**Brief**
Reproduce the rows from the start of the records through the line containing "(1234, 334)", substituting "in this image" for every occurrence of "in this photo" and leaving all else unchanged. Omit the pictures from the reproduction.

------------------------------------------------

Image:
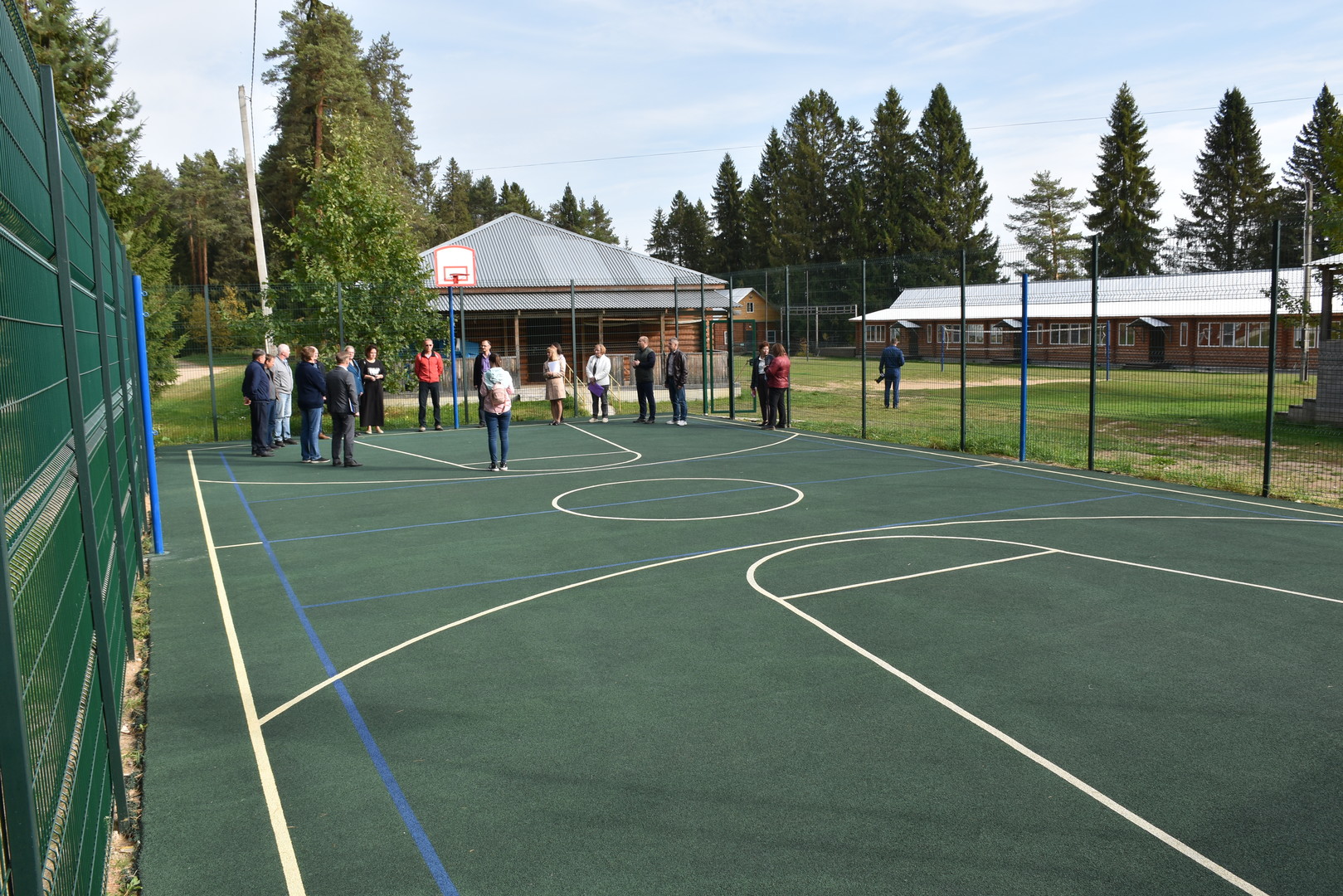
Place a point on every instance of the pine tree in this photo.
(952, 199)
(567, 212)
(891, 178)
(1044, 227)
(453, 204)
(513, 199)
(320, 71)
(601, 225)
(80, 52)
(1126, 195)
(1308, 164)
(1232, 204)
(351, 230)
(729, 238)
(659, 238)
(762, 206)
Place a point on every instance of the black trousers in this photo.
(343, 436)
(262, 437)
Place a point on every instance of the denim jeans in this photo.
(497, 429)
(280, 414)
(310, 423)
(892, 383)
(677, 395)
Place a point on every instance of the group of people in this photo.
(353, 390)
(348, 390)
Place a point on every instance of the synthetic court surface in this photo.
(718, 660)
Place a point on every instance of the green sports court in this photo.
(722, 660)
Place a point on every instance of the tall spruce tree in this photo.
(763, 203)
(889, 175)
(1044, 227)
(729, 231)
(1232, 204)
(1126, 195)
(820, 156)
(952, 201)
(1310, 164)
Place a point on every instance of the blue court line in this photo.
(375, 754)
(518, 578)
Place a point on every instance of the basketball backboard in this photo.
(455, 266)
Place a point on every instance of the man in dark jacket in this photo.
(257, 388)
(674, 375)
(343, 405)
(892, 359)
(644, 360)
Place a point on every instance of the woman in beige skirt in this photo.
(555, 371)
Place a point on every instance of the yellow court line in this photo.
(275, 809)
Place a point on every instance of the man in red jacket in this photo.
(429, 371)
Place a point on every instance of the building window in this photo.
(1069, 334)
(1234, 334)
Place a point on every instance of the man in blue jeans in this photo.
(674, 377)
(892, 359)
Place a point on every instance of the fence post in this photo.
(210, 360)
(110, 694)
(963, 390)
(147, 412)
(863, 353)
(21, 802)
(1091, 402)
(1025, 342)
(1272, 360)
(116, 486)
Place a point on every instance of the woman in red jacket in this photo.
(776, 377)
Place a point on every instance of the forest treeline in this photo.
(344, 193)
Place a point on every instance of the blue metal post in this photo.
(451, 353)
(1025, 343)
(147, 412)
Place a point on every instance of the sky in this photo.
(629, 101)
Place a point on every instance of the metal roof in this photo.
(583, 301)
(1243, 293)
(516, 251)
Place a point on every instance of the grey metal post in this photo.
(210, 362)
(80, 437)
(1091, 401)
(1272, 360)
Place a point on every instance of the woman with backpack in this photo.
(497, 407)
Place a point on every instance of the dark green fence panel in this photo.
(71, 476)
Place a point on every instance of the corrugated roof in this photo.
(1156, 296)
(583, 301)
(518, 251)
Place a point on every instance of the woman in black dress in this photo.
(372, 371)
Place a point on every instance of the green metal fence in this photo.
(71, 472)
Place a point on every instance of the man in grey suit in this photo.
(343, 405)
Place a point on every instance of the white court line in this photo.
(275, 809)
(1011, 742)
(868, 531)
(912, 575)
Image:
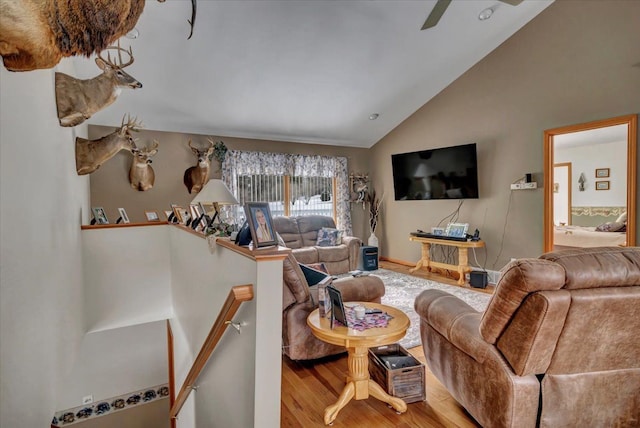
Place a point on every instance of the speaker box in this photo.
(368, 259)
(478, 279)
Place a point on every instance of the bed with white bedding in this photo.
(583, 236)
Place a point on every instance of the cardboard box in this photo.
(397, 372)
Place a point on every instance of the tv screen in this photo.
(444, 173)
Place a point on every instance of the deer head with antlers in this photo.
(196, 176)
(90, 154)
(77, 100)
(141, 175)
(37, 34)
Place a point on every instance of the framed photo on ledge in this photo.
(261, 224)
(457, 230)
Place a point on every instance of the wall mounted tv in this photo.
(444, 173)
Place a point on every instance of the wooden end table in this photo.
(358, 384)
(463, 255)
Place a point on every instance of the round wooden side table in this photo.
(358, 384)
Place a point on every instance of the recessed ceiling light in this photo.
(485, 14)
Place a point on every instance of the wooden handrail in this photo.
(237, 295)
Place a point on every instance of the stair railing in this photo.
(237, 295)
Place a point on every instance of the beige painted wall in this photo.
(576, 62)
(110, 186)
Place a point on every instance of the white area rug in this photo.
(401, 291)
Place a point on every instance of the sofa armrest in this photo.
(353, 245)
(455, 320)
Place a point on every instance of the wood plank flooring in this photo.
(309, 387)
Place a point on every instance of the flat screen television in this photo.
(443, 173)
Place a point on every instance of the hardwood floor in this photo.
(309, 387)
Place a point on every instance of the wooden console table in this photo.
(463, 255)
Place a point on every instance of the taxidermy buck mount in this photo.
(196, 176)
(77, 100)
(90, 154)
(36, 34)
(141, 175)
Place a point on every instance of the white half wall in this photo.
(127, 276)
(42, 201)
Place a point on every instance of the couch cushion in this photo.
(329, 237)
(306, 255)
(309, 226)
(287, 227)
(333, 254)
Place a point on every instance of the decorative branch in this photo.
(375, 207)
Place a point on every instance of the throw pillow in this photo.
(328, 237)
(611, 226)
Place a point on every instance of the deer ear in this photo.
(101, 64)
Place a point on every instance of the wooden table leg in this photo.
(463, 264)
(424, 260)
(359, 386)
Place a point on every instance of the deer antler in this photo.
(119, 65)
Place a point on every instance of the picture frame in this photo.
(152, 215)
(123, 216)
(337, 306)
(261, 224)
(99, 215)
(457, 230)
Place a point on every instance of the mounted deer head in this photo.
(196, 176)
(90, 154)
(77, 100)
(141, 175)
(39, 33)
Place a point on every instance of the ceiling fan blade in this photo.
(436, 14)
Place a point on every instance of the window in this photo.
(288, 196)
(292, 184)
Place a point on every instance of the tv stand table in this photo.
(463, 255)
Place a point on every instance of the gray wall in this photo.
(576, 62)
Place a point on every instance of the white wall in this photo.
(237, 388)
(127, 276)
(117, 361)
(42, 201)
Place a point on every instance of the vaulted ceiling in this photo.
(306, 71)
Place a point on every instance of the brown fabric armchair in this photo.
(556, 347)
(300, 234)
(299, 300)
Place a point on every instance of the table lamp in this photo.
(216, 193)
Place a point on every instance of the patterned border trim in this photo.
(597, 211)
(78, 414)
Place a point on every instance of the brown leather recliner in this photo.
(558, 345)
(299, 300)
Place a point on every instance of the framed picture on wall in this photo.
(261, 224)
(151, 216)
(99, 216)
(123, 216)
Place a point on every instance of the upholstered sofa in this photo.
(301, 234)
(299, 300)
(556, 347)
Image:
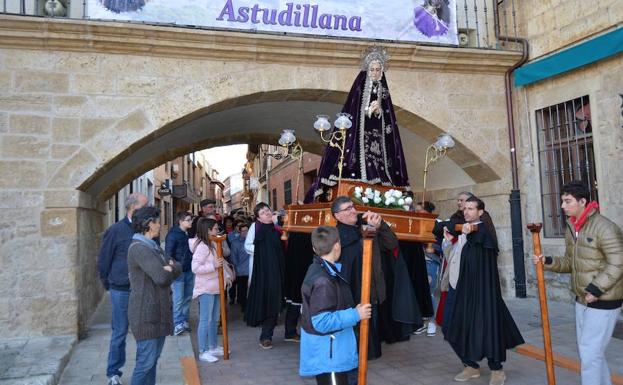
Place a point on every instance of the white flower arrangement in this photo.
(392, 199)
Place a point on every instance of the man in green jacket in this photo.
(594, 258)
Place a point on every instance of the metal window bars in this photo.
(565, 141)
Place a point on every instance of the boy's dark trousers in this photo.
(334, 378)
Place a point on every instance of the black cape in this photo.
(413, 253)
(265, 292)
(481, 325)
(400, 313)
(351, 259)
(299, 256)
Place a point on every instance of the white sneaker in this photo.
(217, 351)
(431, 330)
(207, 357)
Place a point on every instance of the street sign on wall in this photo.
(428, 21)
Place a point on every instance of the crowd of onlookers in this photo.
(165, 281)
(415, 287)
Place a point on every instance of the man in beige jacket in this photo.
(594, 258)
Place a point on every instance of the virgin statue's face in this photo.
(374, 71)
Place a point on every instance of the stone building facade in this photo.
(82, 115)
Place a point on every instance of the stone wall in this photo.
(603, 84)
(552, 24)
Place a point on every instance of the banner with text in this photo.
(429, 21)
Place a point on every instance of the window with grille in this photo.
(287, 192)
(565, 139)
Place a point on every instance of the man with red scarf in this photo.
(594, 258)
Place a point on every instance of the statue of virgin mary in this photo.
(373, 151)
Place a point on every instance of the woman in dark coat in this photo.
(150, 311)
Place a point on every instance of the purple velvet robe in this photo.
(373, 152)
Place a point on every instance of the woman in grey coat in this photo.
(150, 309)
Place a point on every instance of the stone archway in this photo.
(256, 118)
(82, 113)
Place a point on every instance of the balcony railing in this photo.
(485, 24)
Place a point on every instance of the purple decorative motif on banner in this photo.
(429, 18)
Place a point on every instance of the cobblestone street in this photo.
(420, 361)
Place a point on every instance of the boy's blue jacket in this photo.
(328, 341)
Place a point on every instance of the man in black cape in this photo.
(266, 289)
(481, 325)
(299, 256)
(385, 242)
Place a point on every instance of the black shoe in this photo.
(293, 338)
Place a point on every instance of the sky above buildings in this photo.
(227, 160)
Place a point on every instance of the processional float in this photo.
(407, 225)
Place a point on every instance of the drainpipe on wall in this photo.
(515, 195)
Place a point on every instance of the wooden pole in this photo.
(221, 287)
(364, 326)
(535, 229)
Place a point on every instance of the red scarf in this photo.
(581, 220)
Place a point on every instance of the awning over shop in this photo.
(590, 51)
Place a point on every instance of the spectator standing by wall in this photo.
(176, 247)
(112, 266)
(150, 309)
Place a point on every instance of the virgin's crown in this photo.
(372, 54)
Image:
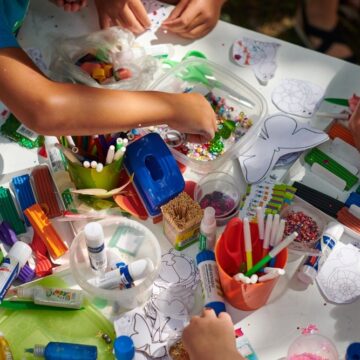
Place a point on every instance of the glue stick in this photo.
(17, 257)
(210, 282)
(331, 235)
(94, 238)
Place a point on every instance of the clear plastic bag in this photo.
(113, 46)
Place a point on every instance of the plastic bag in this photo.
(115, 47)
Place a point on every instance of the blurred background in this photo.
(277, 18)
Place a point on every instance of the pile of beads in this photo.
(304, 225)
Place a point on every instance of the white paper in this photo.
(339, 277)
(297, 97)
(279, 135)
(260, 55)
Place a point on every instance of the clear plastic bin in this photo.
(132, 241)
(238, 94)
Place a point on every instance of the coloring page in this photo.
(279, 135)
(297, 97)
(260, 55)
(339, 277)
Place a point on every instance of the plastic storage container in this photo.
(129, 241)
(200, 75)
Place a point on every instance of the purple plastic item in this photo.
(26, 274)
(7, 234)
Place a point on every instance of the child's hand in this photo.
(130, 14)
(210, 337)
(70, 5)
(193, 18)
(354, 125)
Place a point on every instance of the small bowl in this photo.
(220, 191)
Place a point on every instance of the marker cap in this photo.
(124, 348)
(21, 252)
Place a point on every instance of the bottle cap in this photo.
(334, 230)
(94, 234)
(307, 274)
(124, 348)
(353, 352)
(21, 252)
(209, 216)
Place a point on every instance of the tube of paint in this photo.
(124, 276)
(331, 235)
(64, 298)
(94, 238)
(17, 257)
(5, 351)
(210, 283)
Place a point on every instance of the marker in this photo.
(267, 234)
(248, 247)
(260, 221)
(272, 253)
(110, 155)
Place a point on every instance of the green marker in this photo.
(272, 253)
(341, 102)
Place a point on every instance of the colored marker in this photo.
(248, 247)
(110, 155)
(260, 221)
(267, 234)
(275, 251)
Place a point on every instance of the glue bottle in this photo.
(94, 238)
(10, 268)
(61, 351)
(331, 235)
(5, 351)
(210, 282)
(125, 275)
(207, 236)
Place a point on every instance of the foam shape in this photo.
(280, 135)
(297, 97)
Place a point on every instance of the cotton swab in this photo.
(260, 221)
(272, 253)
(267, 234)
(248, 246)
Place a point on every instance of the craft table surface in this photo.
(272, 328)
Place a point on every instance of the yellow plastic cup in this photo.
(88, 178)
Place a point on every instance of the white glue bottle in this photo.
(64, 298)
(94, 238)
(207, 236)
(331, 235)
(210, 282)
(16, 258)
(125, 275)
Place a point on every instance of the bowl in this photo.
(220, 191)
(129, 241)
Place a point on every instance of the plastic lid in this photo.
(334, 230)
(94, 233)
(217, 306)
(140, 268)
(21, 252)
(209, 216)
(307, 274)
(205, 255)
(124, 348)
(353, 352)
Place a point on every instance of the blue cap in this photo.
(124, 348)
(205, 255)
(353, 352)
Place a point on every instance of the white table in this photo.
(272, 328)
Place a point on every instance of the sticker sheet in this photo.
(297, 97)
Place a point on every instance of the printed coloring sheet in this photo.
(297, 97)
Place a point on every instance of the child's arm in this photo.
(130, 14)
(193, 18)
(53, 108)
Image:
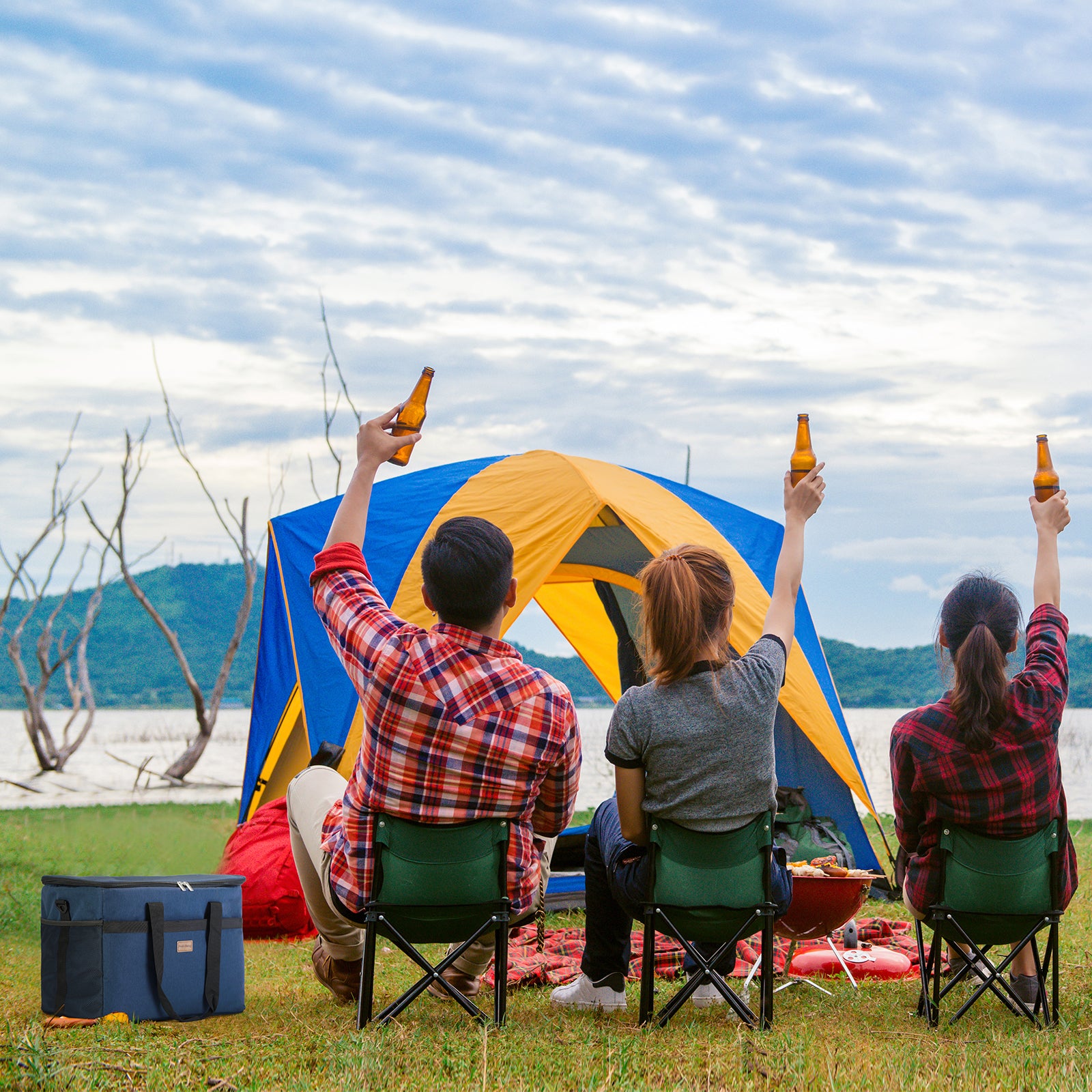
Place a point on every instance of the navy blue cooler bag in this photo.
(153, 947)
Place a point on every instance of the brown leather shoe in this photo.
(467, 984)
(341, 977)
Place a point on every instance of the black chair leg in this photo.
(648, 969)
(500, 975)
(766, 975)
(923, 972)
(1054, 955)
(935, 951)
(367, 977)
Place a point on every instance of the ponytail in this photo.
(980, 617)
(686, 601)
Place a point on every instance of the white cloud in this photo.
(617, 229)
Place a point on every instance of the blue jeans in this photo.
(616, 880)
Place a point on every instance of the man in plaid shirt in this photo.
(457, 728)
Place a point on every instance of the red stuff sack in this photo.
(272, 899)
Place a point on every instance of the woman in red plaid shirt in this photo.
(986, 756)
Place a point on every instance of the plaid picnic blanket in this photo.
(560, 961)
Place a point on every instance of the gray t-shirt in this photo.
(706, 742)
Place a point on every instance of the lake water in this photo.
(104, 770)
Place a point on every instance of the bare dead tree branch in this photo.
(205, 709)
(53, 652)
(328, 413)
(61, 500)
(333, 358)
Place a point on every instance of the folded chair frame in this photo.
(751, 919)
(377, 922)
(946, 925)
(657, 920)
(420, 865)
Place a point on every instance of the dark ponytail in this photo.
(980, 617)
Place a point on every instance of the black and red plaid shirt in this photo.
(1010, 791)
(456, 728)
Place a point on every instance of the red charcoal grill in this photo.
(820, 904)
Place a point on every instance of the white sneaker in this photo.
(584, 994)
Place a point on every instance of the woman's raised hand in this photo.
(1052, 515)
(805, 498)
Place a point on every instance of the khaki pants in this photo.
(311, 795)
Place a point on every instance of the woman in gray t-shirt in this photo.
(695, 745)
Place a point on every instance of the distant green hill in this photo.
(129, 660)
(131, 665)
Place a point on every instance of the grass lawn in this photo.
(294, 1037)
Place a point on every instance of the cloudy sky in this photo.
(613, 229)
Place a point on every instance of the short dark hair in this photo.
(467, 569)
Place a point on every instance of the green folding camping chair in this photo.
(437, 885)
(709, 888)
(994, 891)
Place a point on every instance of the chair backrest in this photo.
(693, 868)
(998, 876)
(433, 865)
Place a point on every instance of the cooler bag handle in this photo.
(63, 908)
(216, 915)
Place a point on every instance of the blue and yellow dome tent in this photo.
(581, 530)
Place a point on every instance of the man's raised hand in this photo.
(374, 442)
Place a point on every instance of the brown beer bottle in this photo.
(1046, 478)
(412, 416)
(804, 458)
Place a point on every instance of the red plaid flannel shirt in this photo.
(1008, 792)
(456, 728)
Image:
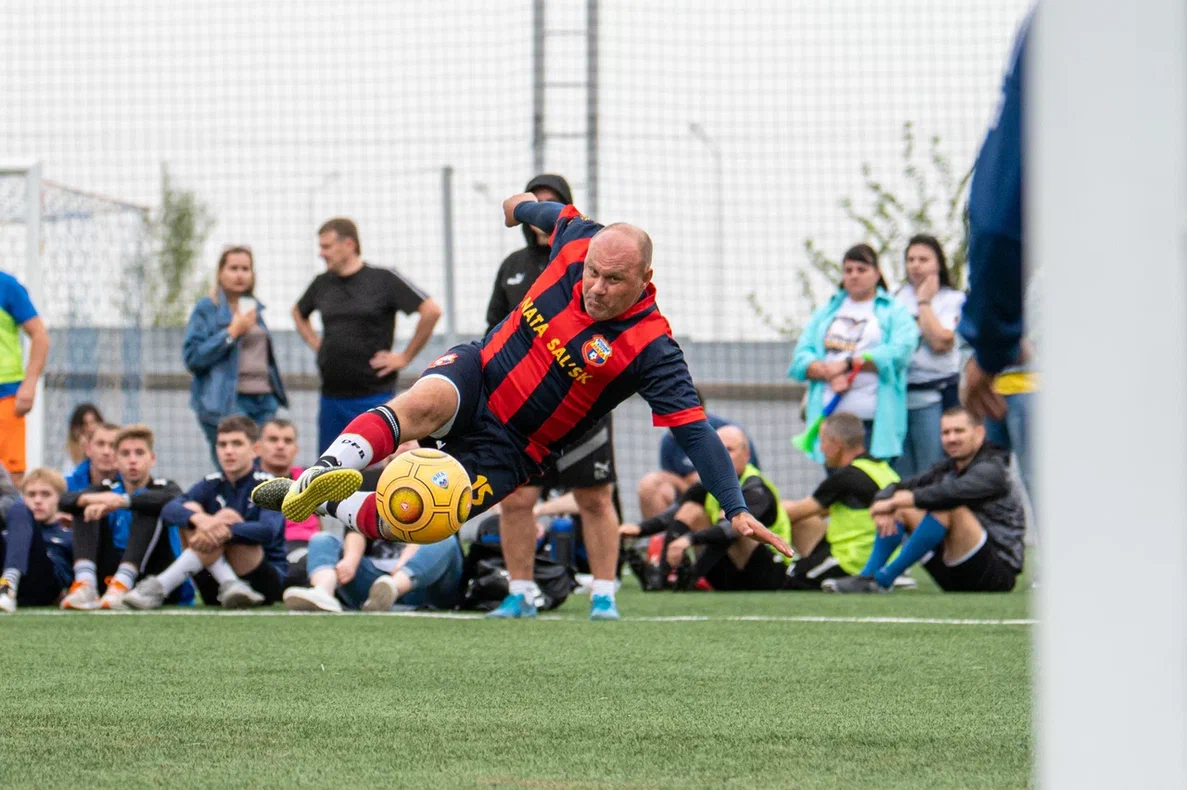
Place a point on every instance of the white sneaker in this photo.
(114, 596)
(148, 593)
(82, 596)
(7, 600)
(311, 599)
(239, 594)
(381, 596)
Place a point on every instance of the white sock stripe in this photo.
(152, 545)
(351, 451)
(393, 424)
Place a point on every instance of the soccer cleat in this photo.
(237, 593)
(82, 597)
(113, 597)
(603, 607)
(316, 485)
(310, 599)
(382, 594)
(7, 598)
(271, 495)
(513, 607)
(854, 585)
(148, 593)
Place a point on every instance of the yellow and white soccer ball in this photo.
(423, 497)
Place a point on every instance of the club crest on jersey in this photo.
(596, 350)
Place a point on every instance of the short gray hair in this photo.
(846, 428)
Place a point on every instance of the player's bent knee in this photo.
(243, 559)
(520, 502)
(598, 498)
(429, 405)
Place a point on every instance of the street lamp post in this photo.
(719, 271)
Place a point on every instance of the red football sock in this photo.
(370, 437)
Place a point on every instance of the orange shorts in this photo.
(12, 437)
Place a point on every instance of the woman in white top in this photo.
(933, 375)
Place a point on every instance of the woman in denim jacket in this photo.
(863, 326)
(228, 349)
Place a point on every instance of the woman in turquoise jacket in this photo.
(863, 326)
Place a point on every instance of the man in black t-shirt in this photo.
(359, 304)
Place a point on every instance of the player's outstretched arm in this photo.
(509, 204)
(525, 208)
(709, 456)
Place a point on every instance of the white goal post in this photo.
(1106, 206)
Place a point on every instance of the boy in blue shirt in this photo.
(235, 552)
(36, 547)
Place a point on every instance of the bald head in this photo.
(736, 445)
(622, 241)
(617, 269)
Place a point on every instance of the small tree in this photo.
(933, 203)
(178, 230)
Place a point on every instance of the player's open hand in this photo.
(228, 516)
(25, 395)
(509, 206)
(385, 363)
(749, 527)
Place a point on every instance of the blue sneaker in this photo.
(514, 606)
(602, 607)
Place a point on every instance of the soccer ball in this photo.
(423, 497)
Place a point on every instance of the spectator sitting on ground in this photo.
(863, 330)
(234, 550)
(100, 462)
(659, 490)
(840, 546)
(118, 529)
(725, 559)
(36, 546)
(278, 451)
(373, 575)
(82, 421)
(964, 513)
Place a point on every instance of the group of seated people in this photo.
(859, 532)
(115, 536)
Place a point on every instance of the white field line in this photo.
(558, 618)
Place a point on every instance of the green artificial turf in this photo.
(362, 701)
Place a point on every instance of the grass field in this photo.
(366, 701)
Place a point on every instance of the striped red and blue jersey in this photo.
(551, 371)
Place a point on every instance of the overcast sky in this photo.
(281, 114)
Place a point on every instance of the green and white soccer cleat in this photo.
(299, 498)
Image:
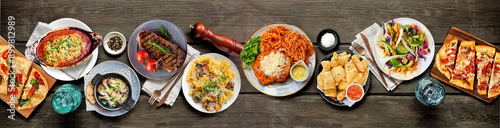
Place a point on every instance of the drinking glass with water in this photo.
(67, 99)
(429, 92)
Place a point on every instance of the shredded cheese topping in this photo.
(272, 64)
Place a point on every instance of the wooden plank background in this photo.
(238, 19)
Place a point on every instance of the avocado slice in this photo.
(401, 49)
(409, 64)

------------------------------------------------

**Response**
Image:
Place a point on every instance of the pine tree in this image.
(952, 199)
(567, 212)
(891, 178)
(1044, 227)
(453, 204)
(513, 199)
(320, 71)
(601, 225)
(80, 52)
(1126, 195)
(1308, 164)
(1232, 204)
(351, 230)
(729, 238)
(659, 238)
(762, 206)
Place a point on every instance of the black trousers in this image.
(343, 436)
(262, 437)
Place a point on every instance of the denim jeans in this image.
(497, 429)
(280, 414)
(310, 423)
(892, 383)
(677, 395)
Place a point on every instance of the group of people in this image.
(353, 390)
(348, 390)
Place a point on every instance of the synthetic court surface in this image.
(718, 660)
Place a point on every instance of the green sports court in this image.
(722, 660)
Place a point on every instance of the tall spruce tree in this image.
(763, 203)
(889, 175)
(1044, 227)
(729, 231)
(1232, 204)
(1126, 195)
(820, 156)
(952, 201)
(1310, 164)
Place a point on every instance of the blue court line in this image.
(375, 754)
(518, 578)
Place a point on every instance of the basketball backboard in this image.
(455, 266)
Place a point on every instance of the man in dark jacket in this image.
(257, 388)
(674, 375)
(343, 405)
(892, 359)
(644, 360)
Place a point on every instance of the woman in beige skirt in this image.
(555, 371)
Place a point on every instance of the yellow court line in this image.
(275, 809)
Place a point on every instance of the man in red jacket in this image.
(429, 371)
Place a point on every instance of the building window in this image.
(1069, 334)
(1234, 334)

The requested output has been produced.